Every line of the material below should be repeated exactly.

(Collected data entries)

::::::::::

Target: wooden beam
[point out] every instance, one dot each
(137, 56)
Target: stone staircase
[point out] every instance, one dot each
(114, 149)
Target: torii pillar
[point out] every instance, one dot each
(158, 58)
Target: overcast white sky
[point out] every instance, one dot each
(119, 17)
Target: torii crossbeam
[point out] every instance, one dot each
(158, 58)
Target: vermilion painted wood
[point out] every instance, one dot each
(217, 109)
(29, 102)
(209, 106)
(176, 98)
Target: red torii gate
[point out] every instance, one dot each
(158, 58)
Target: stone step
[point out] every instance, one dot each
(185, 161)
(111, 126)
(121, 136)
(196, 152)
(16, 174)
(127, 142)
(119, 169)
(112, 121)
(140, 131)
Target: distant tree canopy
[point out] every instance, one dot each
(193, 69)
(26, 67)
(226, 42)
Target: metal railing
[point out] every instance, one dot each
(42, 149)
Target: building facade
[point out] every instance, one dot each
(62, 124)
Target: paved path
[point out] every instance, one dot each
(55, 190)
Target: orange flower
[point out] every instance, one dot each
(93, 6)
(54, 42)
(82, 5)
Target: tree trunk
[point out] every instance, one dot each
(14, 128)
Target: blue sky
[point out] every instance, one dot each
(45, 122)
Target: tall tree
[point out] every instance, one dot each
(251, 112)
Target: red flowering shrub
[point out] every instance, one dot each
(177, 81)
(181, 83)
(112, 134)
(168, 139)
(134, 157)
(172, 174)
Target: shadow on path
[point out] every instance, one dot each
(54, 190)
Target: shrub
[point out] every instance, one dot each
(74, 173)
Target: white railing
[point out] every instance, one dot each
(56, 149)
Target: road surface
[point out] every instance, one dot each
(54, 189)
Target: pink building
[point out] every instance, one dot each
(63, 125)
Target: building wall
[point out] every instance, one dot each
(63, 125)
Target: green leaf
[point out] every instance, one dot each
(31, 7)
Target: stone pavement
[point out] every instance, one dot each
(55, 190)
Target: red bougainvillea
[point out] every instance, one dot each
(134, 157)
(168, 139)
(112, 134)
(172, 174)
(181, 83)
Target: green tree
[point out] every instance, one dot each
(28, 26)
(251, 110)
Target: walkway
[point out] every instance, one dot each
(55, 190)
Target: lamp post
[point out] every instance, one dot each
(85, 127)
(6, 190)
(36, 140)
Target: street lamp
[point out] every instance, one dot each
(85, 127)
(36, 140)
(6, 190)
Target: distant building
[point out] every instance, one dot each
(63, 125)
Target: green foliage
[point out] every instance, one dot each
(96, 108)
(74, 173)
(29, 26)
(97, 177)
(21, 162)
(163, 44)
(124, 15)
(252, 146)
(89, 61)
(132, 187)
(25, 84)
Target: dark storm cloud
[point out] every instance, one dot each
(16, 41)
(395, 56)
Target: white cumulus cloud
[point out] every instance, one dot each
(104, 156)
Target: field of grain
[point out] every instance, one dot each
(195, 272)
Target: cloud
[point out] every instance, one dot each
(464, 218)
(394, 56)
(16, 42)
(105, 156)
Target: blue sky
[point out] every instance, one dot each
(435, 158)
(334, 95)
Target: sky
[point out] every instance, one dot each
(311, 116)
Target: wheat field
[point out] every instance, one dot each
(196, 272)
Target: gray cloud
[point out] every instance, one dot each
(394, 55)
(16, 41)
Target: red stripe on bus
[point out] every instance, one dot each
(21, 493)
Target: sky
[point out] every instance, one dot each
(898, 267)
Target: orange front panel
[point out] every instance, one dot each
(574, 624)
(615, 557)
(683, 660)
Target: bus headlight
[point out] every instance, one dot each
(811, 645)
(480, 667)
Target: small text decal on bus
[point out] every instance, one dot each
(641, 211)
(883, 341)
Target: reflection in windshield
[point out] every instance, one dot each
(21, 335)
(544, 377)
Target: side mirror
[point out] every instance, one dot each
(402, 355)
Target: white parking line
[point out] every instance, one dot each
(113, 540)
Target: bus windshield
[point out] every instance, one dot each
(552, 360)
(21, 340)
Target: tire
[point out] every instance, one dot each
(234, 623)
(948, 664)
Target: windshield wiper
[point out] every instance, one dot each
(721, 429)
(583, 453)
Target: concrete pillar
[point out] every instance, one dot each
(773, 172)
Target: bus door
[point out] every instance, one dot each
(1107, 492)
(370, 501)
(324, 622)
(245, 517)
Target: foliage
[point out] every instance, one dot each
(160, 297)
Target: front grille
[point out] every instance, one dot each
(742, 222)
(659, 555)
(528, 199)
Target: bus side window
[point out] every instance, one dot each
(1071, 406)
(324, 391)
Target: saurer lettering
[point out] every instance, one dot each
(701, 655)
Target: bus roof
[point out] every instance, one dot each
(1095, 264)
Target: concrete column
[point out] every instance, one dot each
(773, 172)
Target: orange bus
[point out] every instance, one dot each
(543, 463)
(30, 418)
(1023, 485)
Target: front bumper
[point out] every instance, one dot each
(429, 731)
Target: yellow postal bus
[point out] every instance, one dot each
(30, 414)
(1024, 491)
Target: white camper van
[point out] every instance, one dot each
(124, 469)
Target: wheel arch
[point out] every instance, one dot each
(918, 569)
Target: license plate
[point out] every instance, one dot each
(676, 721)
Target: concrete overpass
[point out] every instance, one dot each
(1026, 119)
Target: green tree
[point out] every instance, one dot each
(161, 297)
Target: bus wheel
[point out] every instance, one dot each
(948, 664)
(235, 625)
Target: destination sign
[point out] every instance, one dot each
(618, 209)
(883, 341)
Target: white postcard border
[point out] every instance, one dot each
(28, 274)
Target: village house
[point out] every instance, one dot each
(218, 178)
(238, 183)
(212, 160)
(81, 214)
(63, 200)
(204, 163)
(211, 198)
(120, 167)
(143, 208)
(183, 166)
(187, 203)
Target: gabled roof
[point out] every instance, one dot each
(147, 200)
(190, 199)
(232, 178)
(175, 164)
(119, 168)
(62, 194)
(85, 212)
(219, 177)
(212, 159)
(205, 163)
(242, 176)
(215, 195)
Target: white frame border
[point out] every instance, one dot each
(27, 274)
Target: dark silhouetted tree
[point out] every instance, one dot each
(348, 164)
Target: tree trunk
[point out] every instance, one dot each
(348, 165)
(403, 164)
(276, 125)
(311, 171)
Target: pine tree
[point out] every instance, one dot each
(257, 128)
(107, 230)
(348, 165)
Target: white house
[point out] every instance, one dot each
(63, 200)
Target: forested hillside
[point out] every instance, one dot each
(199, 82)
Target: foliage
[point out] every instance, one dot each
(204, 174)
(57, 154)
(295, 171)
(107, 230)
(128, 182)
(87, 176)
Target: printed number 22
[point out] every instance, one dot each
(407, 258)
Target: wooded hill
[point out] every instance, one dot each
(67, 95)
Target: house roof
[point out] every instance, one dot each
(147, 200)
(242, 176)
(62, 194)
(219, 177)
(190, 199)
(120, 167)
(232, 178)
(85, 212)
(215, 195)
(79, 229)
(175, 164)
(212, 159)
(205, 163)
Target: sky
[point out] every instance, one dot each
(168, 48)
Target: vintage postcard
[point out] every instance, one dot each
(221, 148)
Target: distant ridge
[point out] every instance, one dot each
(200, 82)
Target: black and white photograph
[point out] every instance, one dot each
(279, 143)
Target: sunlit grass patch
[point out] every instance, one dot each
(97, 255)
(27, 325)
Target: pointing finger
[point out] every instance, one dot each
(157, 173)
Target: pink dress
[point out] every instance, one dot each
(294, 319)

::::::::::

▶ [SOLUTION FOR THIS EXERCISE]
Target: wooden beam
[point out] every instance, one dot each
(137, 56)
Target: stone staircase
[point out] every instance, one dot each
(114, 149)
Target: torii pillar
[point out] every instance, one dot each
(158, 58)
Target: overcast white sky
[point out] every instance, one dot each
(119, 17)
Target: torii crossbeam
[point out] every instance, one dot each
(158, 58)
Target: vermilion painted wood
[point out] every instance, one dot each
(217, 109)
(29, 102)
(209, 106)
(176, 98)
Target: red torii gate
[point out] every instance, one dot each
(158, 58)
Target: stone step
[point out] every instance, one dot each
(185, 161)
(111, 126)
(121, 136)
(196, 152)
(16, 174)
(127, 142)
(119, 169)
(112, 121)
(140, 131)
Target: distant tree canopy
[point out] every instance, one dot each
(193, 69)
(26, 67)
(226, 42)
Target: metal railing
[point out] every instance, one dot each
(42, 149)
Target: building facade
[point out] every instance, one dot each
(62, 124)
Target: paved path
[point out] every instance, one dot each
(55, 190)
Target: orange flower
[point out] every instance, one dot each
(93, 6)
(54, 42)
(82, 5)
Target: tree trunk
[point out] every instance, one dot each
(14, 128)
Target: blue sky
[point out] every instance, one dot each
(45, 122)
Target: tall tree
[point out] every instance, one dot each
(251, 112)
Target: red flowering shrub
[point out] every instance, one dot each
(177, 81)
(181, 83)
(112, 134)
(168, 139)
(134, 157)
(172, 174)
Target: shadow on path
[point out] every instance, one dot each
(54, 190)
Target: shrub
[point out] every instance, one dot each
(74, 173)
Target: white railing
[point out] every instance, one dot each
(56, 149)
Target: road surface
[point out] every instance, one dot each
(54, 189)
Target: pink building
[point out] every instance, one dot each
(63, 125)
Target: building wall
[point out] every instance, one dot each
(63, 125)
Target: green leaf
[point out] every instance, one dot each
(31, 7)
Target: stone pavement
[point out] every instance, one dot each
(55, 190)
Target: red bougainvillea
[point out] every instance, one dot each
(134, 157)
(168, 139)
(112, 134)
(172, 174)
(181, 83)
Target: green tree
[point out] every instance, one dot each
(28, 26)
(251, 110)
Target: walkway
[point out] every instance, one dot each
(55, 190)
Target: lamp post
[point out] every instance, one dot each
(85, 127)
(6, 190)
(36, 140)
Target: street lamp
[point out] every instance, one dot each
(85, 127)
(36, 140)
(6, 190)
Target: distant building
[point out] every instance, one dot each
(63, 125)
Target: green foliage
[point out] every instance, one dot each
(96, 108)
(74, 173)
(29, 26)
(97, 177)
(21, 162)
(163, 44)
(124, 15)
(252, 146)
(89, 61)
(132, 187)
(25, 84)
Target: dark storm cloud
[point out] every instance, one dot each
(16, 41)
(395, 56)
Target: white cumulus cloud
[point out] every instance, one dot each
(104, 156)
Target: field of grain
[point out] every instance, one dot each
(195, 272)
Target: cloud
[point out] every instance, one dot each
(464, 218)
(394, 56)
(16, 42)
(105, 156)
Target: blue sky
[point out] every instance, one dot each
(435, 158)
(334, 95)
Target: sky
[point out] every instance, one dot each
(311, 116)
Target: wheat field
[point out] every instance, one dot each
(196, 272)
Target: gray cloud
[point out] every instance, one dot each
(394, 55)
(16, 41)
Target: red stripe on bus
[point out] every instance, one dot each
(21, 493)
Target: sky
[point out] every instance, one dot each
(898, 267)
Target: orange front panel
[point out] every instance, one dot each
(574, 624)
(615, 557)
(683, 660)
Target: bus headlight
[point out] every instance, one dot each
(811, 645)
(480, 667)
Target: small text decal on bus
[point out] every instance, one dot each
(641, 211)
(883, 341)
Target: reflection in windshield
[point out] every instance, one dot each
(21, 335)
(544, 377)
Target: side mirror
[point out] every instance, one dot each
(402, 355)
Target: white parking line
[point out] every instance, one dot each
(113, 540)
Target: bus windshield
[point out] every instance, one dot each
(552, 360)
(21, 340)
Target: tire
[point out] every instance, one dot each
(234, 623)
(948, 664)
Target: windshield wiper
[point out] every instance, one dot each
(721, 429)
(583, 453)
Target: concrete pillar
[point out] every instance, one dot each
(773, 172)
Target: bus door
[point out] every instance, one dot each
(1107, 492)
(370, 501)
(324, 622)
(245, 517)
Target: foliage
[point out] every instance, one dot each
(160, 297)
Target: front grille
[point out] every instance, one dot each
(742, 222)
(659, 555)
(528, 199)
Target: bus side window
[point out] every instance, one dot each
(1071, 406)
(324, 391)
Target: saurer lettering
[point out] every instance, one dot each
(701, 655)
Target: bus roof
[point out] every instance, one dot each
(1095, 264)
Target: concrete column
[point out] every instance, one dot each
(773, 172)
Target: orange bus
[point out] every instance, one dot each
(543, 463)
(30, 418)
(1023, 485)
Target: front bumper
[point out] every instance, one dot each
(429, 731)
Target: yellow postal bus
[point out] every instance, one dot each
(30, 414)
(1024, 491)
Target: white camper van
[point out] every instance, one dot each
(124, 469)
Target: wheel arch
[point out] every instance, one dot each
(918, 569)
Target: license plate
[point out] every instance, one dot each
(676, 721)
Target: concrete overpass
[point out] every instance, one dot each
(1026, 119)
Target: green tree
[point out] every instance, one dot each
(161, 297)
Target: bus wheel
[point out] every instance, one dot each
(948, 664)
(235, 625)
Target: destination sign
[point out] every instance, one dot each
(618, 209)
(883, 341)
Target: white postcard border
[point out] every instance, one dot each
(28, 274)
Target: village house
[point out] every instance, one dot each
(218, 178)
(238, 183)
(212, 160)
(81, 214)
(63, 200)
(204, 163)
(211, 198)
(120, 167)
(143, 208)
(183, 166)
(187, 203)
Target: gabled roof
[point out] every instance, one dot each
(147, 200)
(190, 199)
(232, 178)
(175, 164)
(119, 168)
(62, 194)
(85, 212)
(219, 177)
(212, 159)
(205, 163)
(242, 176)
(215, 195)
Target: white frame border
[point out] every instance, one dot each
(27, 274)
Target: dark silhouetted tree
[point out] every instance, one dot each
(348, 164)
Target: tree trunk
[point out] every instance, one dot each
(348, 165)
(403, 164)
(276, 125)
(311, 171)
Target: pine tree
[point out] every instance, one dot each
(257, 128)
(107, 230)
(348, 165)
Target: white house
[point out] every instance, one dot each
(63, 200)
Target: forested hillside
[point out] every instance, one dot each
(199, 82)
Target: foliage
[point out] every instance, one dot each
(204, 174)
(57, 154)
(295, 171)
(107, 230)
(128, 182)
(87, 176)
Target: printed number 22
[point out] every instance, one dot each
(407, 258)
Target: wooded hill
[point out] every instance, one dot each
(67, 95)
Target: house roof
[point out] every instance, one dot each
(147, 200)
(242, 176)
(62, 194)
(219, 177)
(190, 199)
(120, 167)
(232, 178)
(85, 212)
(215, 195)
(79, 229)
(175, 164)
(212, 159)
(205, 163)
Target: sky
[point out] every instance, one dot each
(168, 48)
Target: vintage postcard
[point out] every instance, one dot each
(221, 148)
Target: distant ridge
[point out] every instance, one dot each
(200, 82)
Target: black and white photograph
[point out] every instance, one dot each
(279, 143)
Target: sunlit grass patch
[point out] every instance, one dot each
(97, 255)
(27, 325)
Target: pointing finger
[point out] every instance, one dot each
(157, 173)
Target: pink dress
[point out] every instance, one dot each
(294, 319)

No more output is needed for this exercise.